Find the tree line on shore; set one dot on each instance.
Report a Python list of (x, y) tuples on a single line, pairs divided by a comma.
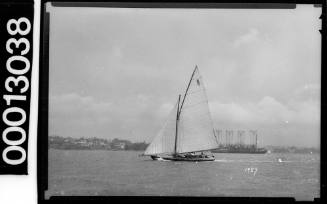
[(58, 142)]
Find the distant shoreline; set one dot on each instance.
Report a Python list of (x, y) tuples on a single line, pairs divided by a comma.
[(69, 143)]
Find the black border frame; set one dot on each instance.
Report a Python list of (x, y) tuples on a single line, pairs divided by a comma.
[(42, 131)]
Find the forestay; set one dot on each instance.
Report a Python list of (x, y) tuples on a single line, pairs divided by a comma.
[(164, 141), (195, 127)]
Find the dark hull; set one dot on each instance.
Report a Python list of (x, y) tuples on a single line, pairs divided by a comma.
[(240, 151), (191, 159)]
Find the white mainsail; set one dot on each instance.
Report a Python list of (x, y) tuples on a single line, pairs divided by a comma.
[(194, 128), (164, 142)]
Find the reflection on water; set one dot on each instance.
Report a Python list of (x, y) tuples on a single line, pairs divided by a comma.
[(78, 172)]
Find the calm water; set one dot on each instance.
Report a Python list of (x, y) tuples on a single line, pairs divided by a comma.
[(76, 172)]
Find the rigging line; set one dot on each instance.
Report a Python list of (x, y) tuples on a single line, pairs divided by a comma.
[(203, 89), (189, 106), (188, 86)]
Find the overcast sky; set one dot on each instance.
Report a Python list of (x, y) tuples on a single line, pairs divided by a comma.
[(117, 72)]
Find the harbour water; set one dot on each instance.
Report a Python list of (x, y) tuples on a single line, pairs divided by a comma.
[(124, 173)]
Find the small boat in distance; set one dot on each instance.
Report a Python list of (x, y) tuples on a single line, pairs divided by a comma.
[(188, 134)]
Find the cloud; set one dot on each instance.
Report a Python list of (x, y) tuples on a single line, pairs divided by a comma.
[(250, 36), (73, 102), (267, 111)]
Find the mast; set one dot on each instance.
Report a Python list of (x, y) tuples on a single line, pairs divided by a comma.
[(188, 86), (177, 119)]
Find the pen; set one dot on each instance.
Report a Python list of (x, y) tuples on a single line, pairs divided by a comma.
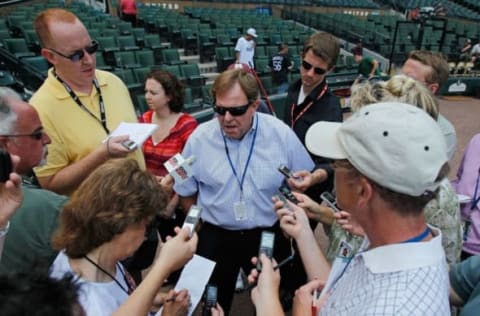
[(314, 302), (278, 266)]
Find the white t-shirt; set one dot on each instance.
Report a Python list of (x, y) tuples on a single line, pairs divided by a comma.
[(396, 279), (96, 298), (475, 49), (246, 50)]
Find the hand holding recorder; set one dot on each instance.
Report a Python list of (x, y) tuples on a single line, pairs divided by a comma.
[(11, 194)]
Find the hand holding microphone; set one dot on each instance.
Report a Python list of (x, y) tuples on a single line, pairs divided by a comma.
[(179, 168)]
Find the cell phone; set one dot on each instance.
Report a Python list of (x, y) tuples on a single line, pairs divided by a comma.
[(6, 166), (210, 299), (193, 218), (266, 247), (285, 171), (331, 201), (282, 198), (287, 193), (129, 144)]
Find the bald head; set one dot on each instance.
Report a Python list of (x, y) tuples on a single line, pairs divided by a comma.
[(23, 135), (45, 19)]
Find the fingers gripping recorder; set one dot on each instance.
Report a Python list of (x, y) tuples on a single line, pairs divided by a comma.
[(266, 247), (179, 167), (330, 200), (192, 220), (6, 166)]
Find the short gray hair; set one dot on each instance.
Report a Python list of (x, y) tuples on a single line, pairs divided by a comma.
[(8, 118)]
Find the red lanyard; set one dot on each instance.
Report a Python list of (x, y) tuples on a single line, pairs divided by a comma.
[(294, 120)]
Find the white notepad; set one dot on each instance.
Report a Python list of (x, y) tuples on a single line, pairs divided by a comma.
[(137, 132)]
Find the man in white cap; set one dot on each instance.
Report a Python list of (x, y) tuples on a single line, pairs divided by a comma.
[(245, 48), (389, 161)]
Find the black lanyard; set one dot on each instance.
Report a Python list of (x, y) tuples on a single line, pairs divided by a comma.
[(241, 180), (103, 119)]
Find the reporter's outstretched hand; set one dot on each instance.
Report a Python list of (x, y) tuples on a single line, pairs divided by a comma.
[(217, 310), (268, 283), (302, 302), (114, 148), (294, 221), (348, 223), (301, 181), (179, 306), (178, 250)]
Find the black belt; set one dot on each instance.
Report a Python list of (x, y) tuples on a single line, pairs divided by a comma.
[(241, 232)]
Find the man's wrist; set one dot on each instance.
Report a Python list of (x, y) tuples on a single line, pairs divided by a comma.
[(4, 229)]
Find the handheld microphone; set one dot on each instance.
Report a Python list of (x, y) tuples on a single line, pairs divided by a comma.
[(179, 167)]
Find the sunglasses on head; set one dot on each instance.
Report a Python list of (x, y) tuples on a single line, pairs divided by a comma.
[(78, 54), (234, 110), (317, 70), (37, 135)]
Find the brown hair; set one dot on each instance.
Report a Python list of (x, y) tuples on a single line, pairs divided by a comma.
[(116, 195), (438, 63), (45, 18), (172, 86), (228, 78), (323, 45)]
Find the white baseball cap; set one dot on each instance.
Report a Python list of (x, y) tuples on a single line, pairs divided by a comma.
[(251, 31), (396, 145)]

_ _ _ _ _

**PROBLEM REQUIREMENTS**: Could you write out the records again exactly, omitting each image?

**RESULT OF THIS TASK**:
Find the tree line on shore; set one dot on each instance.
Report a Python list of (x, y) tuples on a single line, pairs divided by a comma.
[(58, 142)]
Find the distant shoreline; set one dot on each instance.
Report a Python list of (x, y) tuples on a single line, pairs divided by a comma.
[(69, 143)]
Find the black border frame; set one dot on each instance.
Report a Python list of (x, y) tuples on a single line, pairs divided by a comma.
[(42, 131)]
Find the forestay; set one dot on each instance.
Report a Python list of (x, y) tuples on a single line, pairs divided by a comma.
[(164, 141), (195, 127)]
Find the dark hull; set one dot on each instance.
Report a Python list of (x, y) tuples on a single line, pairs divided by a comma.
[(240, 151), (191, 159)]
Find the white mainsail; set one dot on each instance.
Report a Python list of (x, y) tuples on a single line, pairs divided by a comma.
[(194, 128), (164, 142)]
Find the reflection on water; set one dot on each instance.
Report a Python list of (x, y) tuples on a single line, pairs divided by a comma.
[(78, 172)]
Find the calm water; set one dot on each instance.
Report a Python list of (x, y) tuples on a single line, pairs divided by a comma.
[(76, 172)]
Find the rigging line; set one dot on each instance.
Report a Python list of (x, y) tuples on a single line, pairs divided by a comma.
[(203, 89), (189, 106), (188, 86)]
Find the overcast sky; set one dot on each instance.
Report a Python list of (x, y) tuples on a single line, pairs divided by a comma.
[(117, 72)]
Find the harbour water; set one dot on each instance.
Report a Python list of (x, y) tuples on a single line, pairs divided by a comma.
[(124, 173)]
Find the small boat in distance; set one dot on each instance.
Report a Python list of (x, y) tuples on a single line, pairs divided by a comma.
[(188, 134)]
Find the cloud; set one dot on each instance.
Report a Python list of (x, y) tuples on a single line, pairs divided by a comma.
[(250, 36), (73, 102), (267, 111)]
Find the mast; set one dot on each instance.
Report a Python list of (x, y) tuples on a single line, pairs divided by a comma.
[(188, 86), (177, 119)]
Find the pen; set one dot on each instance.
Report a Python list of (x, y) tuples on a single line, pairs divided by a comma.
[(314, 302), (278, 266)]
Find the white t-shirt; set one dot on each instance.
Report a Python list of (x, y) tuples on a single line, pairs divided by a comma.
[(396, 279), (96, 298), (475, 49), (246, 50)]
Find the hand holding recorder; set one dot on each instance.
Report a Python list of (x, y) tuples on a single line, pairs divided by a comma.
[(11, 194)]
Find the hand holding microphone; set one dot on each instance.
Report a Python list of (x, y) tuples on a single line, pairs divided by a comma.
[(179, 168)]
Find the cell phone; set one dot on each instance.
Report a Python list of (x, y) tuples on a single line, pairs divided by a comma.
[(6, 166), (210, 299), (193, 218), (266, 247), (285, 171), (331, 201), (282, 198), (287, 193), (129, 144)]
Find the bald head; set one dot on each instance.
Report a Python list of (x, y) tuples on a single line, pairs divided by a comma.
[(23, 135), (45, 19)]
Find the fingers gripping recorder; set one dot on each instance.
Report a Python list of (x, y) tuples on a single line, pairs divided by a comma.
[(266, 247), (179, 167), (330, 200), (192, 220), (6, 166)]
Find the short gray hair; set one dot on each instance.
Report a Python list of (x, y) tuples on a single line, pairs divided by a comma.
[(8, 118)]
Find the red lanyard; set one dot on each instance.
Report a Python list of (x, y) tuples on a single line, pairs divided by a comma.
[(294, 120)]
Find the white notepad; set one dot on each instance.
Report a Python list of (x, y) tuples on a single line, pairs divided by a comma.
[(137, 132)]
Find the man in white cap; set one dot on each instance.
Report a Python list of (x, y) tuples on a single line, pairs divided by a comma.
[(245, 48), (389, 161)]
Find the black lanyard; set one dot on each instance.
Report a Python list of (x, y) tuples on a single line, pairs divided by a comma.
[(241, 180), (103, 119)]
Find the reporter's outstretched hand; set one dot on each instance.
Report a Python list of (x, y) tuples on a single line, pairs divided by a comma.
[(217, 310), (268, 283), (302, 302), (114, 148), (294, 221), (348, 223), (301, 181), (179, 306), (178, 250)]
Find the black belt; set one dot on each instance.
Report a Python list of (x, y) tuples on a single line, pairs divided by a comma.
[(241, 232)]
Find the man's wrist; set one dot on each instance.
Report a Python list of (x, y) tuples on a single line, pairs divided by a comma.
[(4, 229)]
Find the handheld microphone; set one dot on each instance.
Report a Python list of (x, y) tuples on a single line, pairs divided by a comma.
[(179, 167)]
Find the sunglasses on head; set one dot on each instance.
Report a Python list of (x, y) tuples on a single line, pairs divided by a comma.
[(78, 54), (234, 110), (317, 70), (37, 135)]
Find the brown hair; set one dot on each instance.
Report a Python list of (x, y) tuples on a single line, pairs divided by a comma.
[(116, 195), (438, 63), (45, 18), (172, 86), (228, 78), (323, 45)]
Find the white baseball cap; set one dot on each instance.
Report a Python list of (x, y) tuples on a single line, pairs divided by a comma.
[(251, 31), (396, 145)]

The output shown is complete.